▶ [INSTRUCTION]:
Quote the lines from "Every instance of the tree takes" through "[[557, 252], [266, 334]]" word for word, including both ends.

── EXTRACTED RECORDS ──

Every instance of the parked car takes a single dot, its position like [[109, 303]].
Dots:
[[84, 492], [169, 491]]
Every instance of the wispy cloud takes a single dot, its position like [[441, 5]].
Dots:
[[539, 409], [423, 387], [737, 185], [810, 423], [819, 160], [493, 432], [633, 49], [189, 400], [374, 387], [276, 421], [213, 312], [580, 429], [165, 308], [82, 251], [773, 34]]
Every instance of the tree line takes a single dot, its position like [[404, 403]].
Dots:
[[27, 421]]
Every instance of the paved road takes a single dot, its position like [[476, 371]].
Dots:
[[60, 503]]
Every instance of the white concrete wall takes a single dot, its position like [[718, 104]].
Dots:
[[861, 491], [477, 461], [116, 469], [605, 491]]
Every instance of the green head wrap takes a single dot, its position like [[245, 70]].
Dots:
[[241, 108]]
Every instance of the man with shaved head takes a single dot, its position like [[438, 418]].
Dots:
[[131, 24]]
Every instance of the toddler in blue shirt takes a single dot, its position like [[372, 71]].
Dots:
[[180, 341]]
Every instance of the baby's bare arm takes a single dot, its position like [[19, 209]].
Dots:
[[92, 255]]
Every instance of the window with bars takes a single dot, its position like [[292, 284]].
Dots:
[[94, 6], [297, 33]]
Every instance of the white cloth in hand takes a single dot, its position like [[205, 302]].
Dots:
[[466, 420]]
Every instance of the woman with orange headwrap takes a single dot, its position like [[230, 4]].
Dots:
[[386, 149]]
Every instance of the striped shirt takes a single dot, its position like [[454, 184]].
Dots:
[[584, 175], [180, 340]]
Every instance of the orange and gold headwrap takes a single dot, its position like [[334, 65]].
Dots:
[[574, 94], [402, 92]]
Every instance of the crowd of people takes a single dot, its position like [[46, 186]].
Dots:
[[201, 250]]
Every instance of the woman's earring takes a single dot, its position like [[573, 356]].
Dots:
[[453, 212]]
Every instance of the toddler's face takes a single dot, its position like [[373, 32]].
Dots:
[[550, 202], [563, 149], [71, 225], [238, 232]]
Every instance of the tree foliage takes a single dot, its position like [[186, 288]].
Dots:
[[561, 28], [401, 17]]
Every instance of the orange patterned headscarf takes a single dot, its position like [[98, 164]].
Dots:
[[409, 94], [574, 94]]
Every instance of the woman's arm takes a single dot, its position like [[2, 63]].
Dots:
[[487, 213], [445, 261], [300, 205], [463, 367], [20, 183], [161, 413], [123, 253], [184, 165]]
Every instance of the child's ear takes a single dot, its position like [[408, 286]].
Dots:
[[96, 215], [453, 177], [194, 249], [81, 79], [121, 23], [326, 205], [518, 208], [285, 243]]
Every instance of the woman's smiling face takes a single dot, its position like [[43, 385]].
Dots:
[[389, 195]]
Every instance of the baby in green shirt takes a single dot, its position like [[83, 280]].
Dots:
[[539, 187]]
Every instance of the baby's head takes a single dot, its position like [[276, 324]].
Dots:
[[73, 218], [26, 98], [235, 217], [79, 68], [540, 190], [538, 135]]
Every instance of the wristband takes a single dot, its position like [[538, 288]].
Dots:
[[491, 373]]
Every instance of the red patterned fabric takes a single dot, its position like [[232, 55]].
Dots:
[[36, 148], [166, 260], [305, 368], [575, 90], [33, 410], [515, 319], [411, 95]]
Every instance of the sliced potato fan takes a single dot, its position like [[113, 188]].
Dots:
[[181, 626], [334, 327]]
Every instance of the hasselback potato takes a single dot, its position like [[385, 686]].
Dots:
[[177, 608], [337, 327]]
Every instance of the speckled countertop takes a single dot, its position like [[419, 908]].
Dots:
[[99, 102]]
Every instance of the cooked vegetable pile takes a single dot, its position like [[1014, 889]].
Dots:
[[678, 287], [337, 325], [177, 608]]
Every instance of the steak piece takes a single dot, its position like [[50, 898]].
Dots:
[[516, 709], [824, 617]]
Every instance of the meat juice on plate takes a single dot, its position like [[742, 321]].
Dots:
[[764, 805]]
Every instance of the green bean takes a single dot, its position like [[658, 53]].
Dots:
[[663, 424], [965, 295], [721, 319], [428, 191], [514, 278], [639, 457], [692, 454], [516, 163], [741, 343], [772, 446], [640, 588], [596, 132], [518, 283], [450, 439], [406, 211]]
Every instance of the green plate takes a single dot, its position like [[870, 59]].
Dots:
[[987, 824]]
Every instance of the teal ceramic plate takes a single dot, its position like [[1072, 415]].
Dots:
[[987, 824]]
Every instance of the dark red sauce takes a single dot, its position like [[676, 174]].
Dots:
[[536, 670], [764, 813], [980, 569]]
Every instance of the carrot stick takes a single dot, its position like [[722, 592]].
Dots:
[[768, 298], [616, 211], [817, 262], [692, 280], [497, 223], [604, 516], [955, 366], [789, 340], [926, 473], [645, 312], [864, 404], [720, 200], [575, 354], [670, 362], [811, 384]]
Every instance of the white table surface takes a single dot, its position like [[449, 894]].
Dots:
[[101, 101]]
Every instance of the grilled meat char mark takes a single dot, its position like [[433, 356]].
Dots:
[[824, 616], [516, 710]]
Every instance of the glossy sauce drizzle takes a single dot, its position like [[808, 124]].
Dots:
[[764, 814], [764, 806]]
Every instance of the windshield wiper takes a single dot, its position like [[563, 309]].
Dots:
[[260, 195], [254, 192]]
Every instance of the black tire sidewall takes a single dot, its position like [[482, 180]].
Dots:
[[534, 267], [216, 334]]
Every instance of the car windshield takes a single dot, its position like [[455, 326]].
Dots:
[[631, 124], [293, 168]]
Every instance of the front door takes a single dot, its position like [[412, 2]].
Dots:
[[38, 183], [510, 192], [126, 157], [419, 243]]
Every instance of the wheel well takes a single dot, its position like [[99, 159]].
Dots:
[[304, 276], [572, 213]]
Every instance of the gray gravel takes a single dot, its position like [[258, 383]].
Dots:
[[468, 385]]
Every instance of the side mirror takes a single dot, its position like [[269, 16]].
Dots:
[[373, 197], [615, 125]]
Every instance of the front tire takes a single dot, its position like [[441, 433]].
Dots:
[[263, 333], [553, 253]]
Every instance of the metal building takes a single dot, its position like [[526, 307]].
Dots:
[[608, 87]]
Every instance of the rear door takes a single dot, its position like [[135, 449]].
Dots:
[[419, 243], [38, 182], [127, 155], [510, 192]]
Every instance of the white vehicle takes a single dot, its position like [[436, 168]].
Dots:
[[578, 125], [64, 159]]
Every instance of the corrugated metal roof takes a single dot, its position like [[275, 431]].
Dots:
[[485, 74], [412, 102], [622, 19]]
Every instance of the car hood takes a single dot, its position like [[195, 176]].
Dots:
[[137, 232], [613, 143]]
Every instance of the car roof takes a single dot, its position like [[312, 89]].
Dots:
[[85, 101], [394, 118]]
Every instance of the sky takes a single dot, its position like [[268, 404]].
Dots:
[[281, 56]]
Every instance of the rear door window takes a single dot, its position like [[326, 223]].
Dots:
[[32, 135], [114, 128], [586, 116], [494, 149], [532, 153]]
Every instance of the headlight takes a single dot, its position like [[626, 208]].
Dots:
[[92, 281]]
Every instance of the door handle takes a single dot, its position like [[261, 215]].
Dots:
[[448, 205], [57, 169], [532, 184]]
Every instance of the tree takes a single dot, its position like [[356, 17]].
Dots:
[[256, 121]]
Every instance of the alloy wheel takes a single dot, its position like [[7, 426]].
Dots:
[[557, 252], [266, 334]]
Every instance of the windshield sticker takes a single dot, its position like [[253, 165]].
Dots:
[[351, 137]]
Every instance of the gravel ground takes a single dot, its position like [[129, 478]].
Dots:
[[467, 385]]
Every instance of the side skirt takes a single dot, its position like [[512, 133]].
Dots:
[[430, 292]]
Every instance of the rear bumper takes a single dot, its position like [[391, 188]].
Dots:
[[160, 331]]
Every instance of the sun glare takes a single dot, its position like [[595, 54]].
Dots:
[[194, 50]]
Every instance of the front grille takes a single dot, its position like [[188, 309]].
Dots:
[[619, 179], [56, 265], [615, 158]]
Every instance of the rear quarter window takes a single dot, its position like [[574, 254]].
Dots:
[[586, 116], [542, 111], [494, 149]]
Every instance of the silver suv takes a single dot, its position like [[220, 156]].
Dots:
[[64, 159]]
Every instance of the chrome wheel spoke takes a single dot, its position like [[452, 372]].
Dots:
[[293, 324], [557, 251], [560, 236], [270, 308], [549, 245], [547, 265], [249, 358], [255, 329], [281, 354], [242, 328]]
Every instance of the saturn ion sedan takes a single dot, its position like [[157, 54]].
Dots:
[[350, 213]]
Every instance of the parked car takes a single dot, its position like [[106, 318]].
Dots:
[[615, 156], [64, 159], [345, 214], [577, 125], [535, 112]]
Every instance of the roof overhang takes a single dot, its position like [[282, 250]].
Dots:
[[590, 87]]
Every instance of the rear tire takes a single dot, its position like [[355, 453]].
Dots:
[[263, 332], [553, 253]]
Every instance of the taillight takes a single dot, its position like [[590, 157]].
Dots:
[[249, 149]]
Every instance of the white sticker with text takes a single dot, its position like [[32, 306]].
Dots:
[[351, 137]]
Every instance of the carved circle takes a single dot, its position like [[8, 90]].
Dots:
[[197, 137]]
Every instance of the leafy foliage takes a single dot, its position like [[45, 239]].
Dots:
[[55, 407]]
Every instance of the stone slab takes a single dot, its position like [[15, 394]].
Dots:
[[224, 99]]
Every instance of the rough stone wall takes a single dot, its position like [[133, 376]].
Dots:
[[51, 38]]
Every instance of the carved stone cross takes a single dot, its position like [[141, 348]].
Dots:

───

▶ [IN RESPONSE]:
Every instance of the tree takes a single dot, its position like [[356, 17]].
Dots:
[[256, 121]]
Every instance of the alloy wheel takes a single dot, its position like [[7, 426]].
Dots:
[[557, 252], [266, 334]]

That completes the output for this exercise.